Sejak pemerintah memutuskan tetap menggelar pilkada serentak yang akan di gelar pada 9 Desember 2020, memunculkan banyak persepsi di masyarakat. Hal itu terkait dengan adanya pandemi covid-19 yang sedang dialami indonesia sendiri dan belahan dunia lainnya.Â
Banyak masyarakat yang memiliki kekwatiran, dengan diselenggarakannya pilkada serentak akan memunculkan cluster baru di masyarakat. Selain itu banyak tokoh-tokoh publik, tokoh agama, dan organisasi kemasyarakatan mempertanyakan sikap dan keputusan pemerintah tersebut. Mereka menilai keputusan tersebut merupakan upaya nekat pemerintah yang tidak memperhatikan aspek keselamatan masyarakatnya.
Dengan upaya nekat pemerintah itu memunculkan banyak pertanyaan, kita sebagai masyarakat. Hal yang pertama yaitu terkait dengan hal demokrasi, bagaimana nasib demokrasi kita, apakah masih memiliki nilai-nilai demokrasi yang sesungguhnya. Yang kedua apakah efektif menjalankan demokrasi khususnya mengadakan pilkada di tengah pandemi.Â
Ketiga terkait dengan partisipasi pemilih, apakah pandemi ini tidak memiliki pengaruh terhadap meningkat atau menurunnya partisipasi pemilih. Keempat terkait dengan aspek kesehatan, apa jaminan calon kepala daerah ketika berkempanye memperhatikan protokol kesehatan. Selain itu adakah upaya tegas pemerintah untuk menindak calon kepala daerah yang berkampanye, yang memunculkan kerumunan dan melanggar protokol kesehatan untuk di tindak tegas, atau sebaliknya dalam penindakan dilakukan tebang pilih.

■ MATERI YANG DITAMPILKAN:
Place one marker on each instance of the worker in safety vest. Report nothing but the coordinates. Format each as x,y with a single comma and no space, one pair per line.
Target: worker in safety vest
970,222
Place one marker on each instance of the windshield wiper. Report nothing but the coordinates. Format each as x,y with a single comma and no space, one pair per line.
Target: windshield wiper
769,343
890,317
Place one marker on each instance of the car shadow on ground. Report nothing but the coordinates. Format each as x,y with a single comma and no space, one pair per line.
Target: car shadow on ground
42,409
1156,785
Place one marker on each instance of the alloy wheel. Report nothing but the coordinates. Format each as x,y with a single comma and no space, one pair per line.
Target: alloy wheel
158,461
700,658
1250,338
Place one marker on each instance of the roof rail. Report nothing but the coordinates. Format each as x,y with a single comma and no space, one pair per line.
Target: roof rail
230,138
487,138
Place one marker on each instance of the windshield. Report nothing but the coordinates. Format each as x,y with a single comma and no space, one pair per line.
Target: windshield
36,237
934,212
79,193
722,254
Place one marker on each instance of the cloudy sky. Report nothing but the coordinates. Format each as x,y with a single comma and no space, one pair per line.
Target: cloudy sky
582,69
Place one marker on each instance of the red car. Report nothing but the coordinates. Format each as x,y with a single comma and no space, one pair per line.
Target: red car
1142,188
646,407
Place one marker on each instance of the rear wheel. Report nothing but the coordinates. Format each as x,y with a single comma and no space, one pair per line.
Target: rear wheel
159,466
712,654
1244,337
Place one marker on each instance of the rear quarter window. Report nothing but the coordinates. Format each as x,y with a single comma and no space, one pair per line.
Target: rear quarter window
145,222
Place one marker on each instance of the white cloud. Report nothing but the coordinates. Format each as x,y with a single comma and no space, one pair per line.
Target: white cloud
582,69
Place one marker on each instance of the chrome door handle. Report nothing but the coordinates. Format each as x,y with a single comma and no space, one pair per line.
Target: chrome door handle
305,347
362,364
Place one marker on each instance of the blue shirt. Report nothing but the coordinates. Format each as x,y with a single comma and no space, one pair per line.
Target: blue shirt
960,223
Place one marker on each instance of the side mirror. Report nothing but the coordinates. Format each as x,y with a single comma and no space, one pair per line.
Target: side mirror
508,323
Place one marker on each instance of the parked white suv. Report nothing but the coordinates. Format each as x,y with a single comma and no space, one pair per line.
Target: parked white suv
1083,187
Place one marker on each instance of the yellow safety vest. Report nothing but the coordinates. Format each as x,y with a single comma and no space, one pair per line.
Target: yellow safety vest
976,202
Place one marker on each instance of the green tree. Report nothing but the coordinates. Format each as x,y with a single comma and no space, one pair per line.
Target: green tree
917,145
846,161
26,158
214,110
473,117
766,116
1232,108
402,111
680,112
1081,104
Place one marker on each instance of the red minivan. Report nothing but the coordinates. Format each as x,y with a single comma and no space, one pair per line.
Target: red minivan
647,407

...

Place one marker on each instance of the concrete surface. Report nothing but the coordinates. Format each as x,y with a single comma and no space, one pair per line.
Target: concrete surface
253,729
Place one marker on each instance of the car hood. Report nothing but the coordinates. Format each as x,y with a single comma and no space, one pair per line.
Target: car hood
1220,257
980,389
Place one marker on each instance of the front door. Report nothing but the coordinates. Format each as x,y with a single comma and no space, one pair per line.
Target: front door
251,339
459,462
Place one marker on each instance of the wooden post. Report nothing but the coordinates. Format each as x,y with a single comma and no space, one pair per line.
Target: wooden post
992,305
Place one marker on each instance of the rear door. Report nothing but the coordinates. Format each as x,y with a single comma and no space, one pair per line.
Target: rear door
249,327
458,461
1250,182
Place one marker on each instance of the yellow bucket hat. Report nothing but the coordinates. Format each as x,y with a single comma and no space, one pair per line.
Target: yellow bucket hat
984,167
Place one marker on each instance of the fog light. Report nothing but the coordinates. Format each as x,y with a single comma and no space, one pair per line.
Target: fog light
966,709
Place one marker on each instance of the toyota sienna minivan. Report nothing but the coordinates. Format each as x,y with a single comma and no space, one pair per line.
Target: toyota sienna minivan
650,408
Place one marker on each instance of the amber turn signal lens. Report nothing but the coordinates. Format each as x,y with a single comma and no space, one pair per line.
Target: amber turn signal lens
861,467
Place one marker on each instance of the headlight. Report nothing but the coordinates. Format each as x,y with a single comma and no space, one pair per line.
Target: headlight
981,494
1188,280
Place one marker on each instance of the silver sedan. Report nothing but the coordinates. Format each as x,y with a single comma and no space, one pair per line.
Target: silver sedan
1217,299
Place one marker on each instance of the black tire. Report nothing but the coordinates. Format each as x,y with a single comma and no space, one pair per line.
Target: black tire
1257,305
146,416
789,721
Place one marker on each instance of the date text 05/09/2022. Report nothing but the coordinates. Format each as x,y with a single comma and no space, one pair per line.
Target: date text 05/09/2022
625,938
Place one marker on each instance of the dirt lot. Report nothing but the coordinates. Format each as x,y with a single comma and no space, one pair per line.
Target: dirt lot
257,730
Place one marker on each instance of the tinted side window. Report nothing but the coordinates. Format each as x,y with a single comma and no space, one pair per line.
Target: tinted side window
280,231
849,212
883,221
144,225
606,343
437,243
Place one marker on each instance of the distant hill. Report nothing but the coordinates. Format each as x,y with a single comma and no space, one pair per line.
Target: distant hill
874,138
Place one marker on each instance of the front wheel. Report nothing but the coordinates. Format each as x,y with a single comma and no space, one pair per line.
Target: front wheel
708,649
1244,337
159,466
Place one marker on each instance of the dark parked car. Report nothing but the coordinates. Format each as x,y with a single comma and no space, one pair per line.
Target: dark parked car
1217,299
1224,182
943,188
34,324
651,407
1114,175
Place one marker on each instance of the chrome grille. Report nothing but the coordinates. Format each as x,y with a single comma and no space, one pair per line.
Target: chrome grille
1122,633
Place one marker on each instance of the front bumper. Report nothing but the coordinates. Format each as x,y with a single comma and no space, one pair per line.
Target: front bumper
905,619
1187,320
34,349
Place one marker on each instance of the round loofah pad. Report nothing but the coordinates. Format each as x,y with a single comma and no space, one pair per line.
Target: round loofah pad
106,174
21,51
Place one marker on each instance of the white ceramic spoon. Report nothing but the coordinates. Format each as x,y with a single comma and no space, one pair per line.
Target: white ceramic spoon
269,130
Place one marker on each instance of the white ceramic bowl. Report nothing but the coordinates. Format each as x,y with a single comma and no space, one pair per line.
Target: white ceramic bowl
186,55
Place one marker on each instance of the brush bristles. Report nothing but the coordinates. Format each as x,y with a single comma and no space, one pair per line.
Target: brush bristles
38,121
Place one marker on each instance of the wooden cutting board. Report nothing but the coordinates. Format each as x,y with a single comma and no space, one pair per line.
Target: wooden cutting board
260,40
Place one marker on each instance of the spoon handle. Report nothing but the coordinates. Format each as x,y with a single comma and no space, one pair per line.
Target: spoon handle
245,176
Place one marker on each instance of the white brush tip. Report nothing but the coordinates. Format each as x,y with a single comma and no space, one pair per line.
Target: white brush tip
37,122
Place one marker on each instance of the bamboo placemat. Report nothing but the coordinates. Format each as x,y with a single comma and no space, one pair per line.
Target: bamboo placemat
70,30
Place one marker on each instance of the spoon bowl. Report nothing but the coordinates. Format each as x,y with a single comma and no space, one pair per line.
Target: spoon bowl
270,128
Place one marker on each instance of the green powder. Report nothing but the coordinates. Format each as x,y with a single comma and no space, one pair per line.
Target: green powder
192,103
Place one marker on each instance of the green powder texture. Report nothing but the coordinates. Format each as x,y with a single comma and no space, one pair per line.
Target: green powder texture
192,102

■ YANG PERLU DIKERJAKAN:
- 1) Jawab pertanyaan berikut berdasarkan teks tentang pilkada di masa pandemi:
(a) Pada tanggal berapa pilkada serentak akan digelar?
(b) Apa yang dikhawatirkan banyak masyarakat akan muncul karena pilkada serentak?
(c) Pertanyaan keempat terkait dengan aspek apa?
- 2) Lanjutkan teks tentang pilkada di masa pandemi, mulai setelah kalimat terakhirnya.
Materi yang ditampilkan tidak diperlukan untuk mengerjakan apa pun di sini.

■ JAWABAN TUGAS:
- 1)
(a) 9 Desember 2020.
(b) Cluster baru di masyarakat.
(c) Aspek kesehatan.

- 2)
Pertanyaan-pertanyaan sederhana itu mengelitik kita masyarakat dengan adanya putusan pemerintah yang tetap mengadakan pilkada serentak di indonesia.Â
Yang pertama terkait dengan demokrasi. Menurut Joseph A. Schmeter, demokrasi merupakan suatu perencanaan intutisional untuk mencapai keputusan politik dimana individu-individu memperoleh kekuasaan untuk memutuskan cara perjuangan kompetitif atas suara rakyat.Â
Demokrasi di indonesia tidak terlepas dari rakyat, dimana rakyat memiliki kewenagan untuk menentukan pilihannya terkait pergantian pemimpinya. Sehingga pemilu merupakan salah satu aspek atau mekanisme demokrasi. Dengan asas dilakukan secara langsung, umum, bebas, rahasia, jujur, adil, dan aman.
Di tengah pandemi seperti saat ini, tidak ada jaminan bahwa rakyat dalam memberikan keputusan politiknya berdasarkan keputusan individunya. Hal ini terkait dengan psikologi pemilih, yang merasa takut untuk pergi ke tempat pemungutan suara saat pemilihan berlangsung.Â
Tentu ketakutan tersebut berdasar, akan kekwatiran tertular pandemi covid-19 di tempat pemilihan. Tidak ada jaminan bahwa penyelenggara pemilu akan mampu menerapkan protokol kesehatan terhadap masyarakat. Hal ini didasarkan pada asas demokrasi yaitu berserikat dan berkumpul merupakan upaya dari menjalankan demokrasi.
Dengan pertanyaan kedua, efektifkah menjalankan pilkada di tengah pandemi. Banyak yang menilai bahwa dalam menjalankan pemilihan umum, efektif itu ketika calon kepala daerah mampu mensosialisasikan secara langsung program kerjanya kepada masyarakat dengan berkampanye secara langsung misalnya. Dengan kampanye secara langsung masyarakat akan mampu memahami visi-misi calon kepala daerah, pertanyaannya kampanye itu apakah tidak mengumpulkan massa dan berdampak pada resiko penyebaran pandemi covid-19.
Atas pertanyaan ini banyak yang menjawab, bahwa sekarang adalah era-nya sosial media. Kampanye dalam mensosialisasikan visi-misi calon kepala daerah bisa dilakukan lewat sosial media. Jawaban atas pertanyaan ini ada benarnya, tetapi tidak sangat benar. Jawaban itu tidak mempertimbangkan bahwa, apakah seluruh wilayah di indonesia sudah terjangkau oleh masuknya internet, khususnya daerah terpencil, terluar dan terdalam di indonesia.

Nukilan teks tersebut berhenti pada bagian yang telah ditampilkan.